## Assignment:
Down to the last line, print the entries below exactly, and keep every picture out of the copy.

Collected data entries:
########

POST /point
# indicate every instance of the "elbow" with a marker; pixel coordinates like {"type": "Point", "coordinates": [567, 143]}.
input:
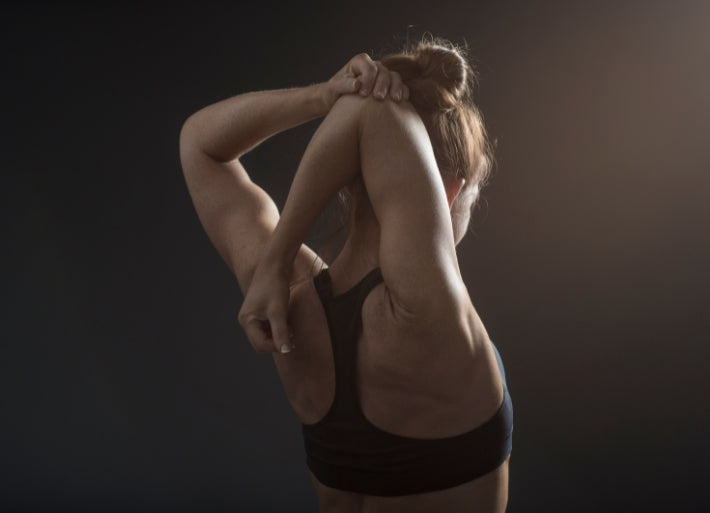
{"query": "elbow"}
{"type": "Point", "coordinates": [187, 132]}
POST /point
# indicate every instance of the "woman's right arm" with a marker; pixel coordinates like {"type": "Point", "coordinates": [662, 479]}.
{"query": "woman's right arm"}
{"type": "Point", "coordinates": [388, 143]}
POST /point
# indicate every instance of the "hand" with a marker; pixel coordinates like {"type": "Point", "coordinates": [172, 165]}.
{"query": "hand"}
{"type": "Point", "coordinates": [363, 75]}
{"type": "Point", "coordinates": [265, 309]}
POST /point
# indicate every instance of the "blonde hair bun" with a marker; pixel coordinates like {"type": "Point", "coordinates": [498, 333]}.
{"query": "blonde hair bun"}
{"type": "Point", "coordinates": [443, 65]}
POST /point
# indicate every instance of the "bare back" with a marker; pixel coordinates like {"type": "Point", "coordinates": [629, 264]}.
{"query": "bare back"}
{"type": "Point", "coordinates": [411, 382]}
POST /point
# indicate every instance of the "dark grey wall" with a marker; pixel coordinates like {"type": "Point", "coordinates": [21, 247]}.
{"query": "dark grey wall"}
{"type": "Point", "coordinates": [125, 381]}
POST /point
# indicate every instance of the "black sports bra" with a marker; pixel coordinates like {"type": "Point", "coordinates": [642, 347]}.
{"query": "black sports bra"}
{"type": "Point", "coordinates": [345, 451]}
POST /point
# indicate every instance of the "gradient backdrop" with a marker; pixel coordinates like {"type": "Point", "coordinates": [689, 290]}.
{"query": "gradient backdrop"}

########

## Answer below:
POST /point
# indicate every instance of the "elbow" with a marker; pixel coordinates like {"type": "Point", "coordinates": [567, 143]}.
input:
{"query": "elbow"}
{"type": "Point", "coordinates": [187, 132]}
POST /point
# indicate every instance of the "woman's right arm" with a marker; pixel coordinates like {"type": "Point", "coordinates": [662, 479]}.
{"query": "woman's right arm"}
{"type": "Point", "coordinates": [388, 143]}
POST /point
# indicate every instance of the "hand" with a marker; pixel coordinates like {"type": "Point", "coordinates": [172, 165]}.
{"query": "hand"}
{"type": "Point", "coordinates": [363, 75]}
{"type": "Point", "coordinates": [265, 309]}
POST /point
# indicate every instance of the "blonde hair bun" with a marker; pixel coordinates like {"type": "Point", "coordinates": [498, 333]}.
{"query": "blonde hair bun"}
{"type": "Point", "coordinates": [443, 65]}
POST /point
# indicate every instance of the "bare back" with a marker; pixel coordinates like {"type": "Point", "coordinates": [629, 264]}.
{"query": "bare back"}
{"type": "Point", "coordinates": [411, 382]}
POST /point
# indicate every instance of the "dark grey wall" with a marker; pixel coordinates like {"type": "Point", "coordinates": [21, 247]}.
{"query": "dark grey wall"}
{"type": "Point", "coordinates": [125, 381]}
POST /point
# indicate every instance of the "black sports bra" with a marker; pixel coordinates like {"type": "Point", "coordinates": [642, 347]}.
{"query": "black sports bra"}
{"type": "Point", "coordinates": [345, 451]}
POST /point
# indicate every instance of the "gradient backdrop" with a marker; pixel coordinates like {"type": "Point", "coordinates": [689, 290]}.
{"query": "gradient backdrop"}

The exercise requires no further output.